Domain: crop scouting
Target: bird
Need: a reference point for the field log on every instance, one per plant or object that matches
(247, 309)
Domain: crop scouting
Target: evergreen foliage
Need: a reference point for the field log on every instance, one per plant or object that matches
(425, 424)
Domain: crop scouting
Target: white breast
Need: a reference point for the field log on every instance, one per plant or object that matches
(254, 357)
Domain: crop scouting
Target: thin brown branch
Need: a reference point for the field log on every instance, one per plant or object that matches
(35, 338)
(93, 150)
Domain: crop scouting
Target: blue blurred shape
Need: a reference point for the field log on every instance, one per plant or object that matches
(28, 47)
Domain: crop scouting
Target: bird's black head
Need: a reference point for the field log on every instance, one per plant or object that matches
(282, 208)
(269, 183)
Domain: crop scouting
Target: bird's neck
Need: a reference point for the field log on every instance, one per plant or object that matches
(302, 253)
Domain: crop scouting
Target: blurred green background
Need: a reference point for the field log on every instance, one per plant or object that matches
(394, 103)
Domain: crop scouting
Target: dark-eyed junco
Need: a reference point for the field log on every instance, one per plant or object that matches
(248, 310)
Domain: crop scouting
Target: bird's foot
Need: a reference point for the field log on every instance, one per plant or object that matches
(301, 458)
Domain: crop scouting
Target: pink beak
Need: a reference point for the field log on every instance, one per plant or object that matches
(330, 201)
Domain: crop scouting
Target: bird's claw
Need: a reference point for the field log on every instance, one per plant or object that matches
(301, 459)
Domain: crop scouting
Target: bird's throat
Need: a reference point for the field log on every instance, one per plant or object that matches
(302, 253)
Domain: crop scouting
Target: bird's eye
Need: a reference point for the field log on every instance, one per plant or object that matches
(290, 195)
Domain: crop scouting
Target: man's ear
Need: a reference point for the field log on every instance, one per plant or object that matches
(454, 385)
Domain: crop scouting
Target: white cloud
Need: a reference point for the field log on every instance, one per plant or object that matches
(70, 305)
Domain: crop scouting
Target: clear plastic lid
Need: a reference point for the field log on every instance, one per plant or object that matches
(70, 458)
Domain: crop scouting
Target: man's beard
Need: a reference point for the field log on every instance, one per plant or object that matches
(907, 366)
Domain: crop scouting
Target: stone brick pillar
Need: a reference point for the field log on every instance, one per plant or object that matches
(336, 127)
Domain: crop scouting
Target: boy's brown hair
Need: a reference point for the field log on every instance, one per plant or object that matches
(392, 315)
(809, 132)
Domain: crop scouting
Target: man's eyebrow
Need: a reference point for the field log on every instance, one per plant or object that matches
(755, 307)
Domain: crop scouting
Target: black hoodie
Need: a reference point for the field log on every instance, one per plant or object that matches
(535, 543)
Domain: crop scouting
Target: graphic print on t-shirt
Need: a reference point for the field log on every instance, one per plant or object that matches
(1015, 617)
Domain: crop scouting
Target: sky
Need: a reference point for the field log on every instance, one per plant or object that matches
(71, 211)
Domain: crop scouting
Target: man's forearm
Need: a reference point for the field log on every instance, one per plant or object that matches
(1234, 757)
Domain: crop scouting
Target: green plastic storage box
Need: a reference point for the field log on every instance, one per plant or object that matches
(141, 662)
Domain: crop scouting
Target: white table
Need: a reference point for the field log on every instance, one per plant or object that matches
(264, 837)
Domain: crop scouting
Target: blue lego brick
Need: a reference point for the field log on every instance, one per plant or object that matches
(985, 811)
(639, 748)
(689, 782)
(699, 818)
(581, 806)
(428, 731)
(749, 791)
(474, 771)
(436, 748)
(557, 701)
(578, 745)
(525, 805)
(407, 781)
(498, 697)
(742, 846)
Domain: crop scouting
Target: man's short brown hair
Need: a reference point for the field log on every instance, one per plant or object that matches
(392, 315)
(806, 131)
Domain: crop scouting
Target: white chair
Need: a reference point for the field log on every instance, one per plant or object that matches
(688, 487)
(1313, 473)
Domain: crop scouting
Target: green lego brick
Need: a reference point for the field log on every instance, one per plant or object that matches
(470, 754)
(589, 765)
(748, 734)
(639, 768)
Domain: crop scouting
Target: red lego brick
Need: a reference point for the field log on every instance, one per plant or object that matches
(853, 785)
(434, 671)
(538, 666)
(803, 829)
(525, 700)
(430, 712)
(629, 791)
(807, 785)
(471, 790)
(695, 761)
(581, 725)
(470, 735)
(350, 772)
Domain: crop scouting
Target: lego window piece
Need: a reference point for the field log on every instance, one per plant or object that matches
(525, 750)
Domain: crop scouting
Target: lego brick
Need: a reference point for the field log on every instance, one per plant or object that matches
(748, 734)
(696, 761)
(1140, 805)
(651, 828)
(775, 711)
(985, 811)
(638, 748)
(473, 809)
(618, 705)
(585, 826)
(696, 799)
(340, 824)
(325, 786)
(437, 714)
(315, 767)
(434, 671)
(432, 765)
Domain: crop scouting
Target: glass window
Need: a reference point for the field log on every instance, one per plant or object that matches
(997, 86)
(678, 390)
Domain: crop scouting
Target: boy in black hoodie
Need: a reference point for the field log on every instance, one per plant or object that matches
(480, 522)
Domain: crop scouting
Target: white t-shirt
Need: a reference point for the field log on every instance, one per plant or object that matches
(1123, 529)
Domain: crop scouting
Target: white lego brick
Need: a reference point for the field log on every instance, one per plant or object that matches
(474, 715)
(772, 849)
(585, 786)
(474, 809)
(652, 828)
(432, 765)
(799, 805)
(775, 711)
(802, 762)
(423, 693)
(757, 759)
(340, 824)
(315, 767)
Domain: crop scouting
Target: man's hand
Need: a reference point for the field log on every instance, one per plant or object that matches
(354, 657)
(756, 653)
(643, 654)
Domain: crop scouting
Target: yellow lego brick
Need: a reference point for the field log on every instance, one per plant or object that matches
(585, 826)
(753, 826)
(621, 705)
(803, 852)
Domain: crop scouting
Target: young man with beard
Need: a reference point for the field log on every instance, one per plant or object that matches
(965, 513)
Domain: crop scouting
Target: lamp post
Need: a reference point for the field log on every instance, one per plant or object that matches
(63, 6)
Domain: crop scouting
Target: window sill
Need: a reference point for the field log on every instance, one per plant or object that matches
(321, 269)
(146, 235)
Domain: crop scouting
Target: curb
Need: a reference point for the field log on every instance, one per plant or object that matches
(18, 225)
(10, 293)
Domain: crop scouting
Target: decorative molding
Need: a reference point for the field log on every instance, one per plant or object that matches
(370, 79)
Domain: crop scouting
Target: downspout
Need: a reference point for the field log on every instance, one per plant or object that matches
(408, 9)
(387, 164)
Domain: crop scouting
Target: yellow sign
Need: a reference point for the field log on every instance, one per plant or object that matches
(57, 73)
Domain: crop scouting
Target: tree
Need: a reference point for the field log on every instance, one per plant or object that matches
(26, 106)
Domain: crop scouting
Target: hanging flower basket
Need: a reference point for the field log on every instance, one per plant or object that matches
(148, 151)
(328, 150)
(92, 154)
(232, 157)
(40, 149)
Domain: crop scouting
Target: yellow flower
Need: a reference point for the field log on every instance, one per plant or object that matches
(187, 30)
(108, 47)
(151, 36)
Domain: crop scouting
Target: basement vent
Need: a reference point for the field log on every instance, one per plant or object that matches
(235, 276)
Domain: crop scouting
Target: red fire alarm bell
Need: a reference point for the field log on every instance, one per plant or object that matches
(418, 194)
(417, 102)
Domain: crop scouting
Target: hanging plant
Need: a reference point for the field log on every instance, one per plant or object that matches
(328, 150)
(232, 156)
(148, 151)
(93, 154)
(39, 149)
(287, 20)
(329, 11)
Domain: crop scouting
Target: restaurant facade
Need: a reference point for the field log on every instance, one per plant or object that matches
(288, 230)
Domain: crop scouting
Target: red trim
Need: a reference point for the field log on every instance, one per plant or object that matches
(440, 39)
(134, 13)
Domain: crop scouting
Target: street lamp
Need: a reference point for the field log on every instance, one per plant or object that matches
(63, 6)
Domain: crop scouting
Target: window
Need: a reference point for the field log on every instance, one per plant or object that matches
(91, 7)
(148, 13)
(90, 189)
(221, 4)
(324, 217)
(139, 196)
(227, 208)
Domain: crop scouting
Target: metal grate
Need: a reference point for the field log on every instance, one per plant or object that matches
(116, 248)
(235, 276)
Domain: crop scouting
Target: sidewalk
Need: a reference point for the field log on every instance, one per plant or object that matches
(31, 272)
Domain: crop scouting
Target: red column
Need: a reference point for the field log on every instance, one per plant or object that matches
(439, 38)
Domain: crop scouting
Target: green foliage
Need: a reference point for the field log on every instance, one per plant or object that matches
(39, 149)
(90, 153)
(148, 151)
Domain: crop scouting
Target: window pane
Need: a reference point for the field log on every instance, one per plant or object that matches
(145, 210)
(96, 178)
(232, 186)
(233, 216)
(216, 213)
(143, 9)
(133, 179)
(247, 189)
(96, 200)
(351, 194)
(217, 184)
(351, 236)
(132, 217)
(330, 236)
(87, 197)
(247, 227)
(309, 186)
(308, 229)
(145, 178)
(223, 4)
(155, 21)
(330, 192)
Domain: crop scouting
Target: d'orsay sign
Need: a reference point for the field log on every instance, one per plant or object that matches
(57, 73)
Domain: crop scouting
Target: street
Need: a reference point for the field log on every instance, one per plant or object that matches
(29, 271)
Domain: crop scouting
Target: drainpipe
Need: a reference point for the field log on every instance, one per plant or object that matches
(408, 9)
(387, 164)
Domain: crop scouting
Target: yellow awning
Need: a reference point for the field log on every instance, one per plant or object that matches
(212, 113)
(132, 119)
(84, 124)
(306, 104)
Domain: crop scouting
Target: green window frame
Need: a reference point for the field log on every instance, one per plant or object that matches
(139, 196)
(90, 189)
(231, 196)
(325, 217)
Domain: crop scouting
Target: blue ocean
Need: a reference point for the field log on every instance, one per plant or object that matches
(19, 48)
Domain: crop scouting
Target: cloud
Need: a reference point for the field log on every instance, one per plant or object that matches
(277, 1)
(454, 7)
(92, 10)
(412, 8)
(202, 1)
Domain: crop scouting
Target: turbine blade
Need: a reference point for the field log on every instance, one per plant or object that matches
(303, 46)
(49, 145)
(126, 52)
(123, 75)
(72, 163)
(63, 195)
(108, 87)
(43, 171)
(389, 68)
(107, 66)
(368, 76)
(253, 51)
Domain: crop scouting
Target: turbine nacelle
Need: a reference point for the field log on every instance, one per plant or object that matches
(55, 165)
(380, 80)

********************

Which lines of the material above contain the word "hanging"? Copy out each one, treating case as significant.

*FULL ANSWER*
Target: hanging flower basket
Target: hanging plant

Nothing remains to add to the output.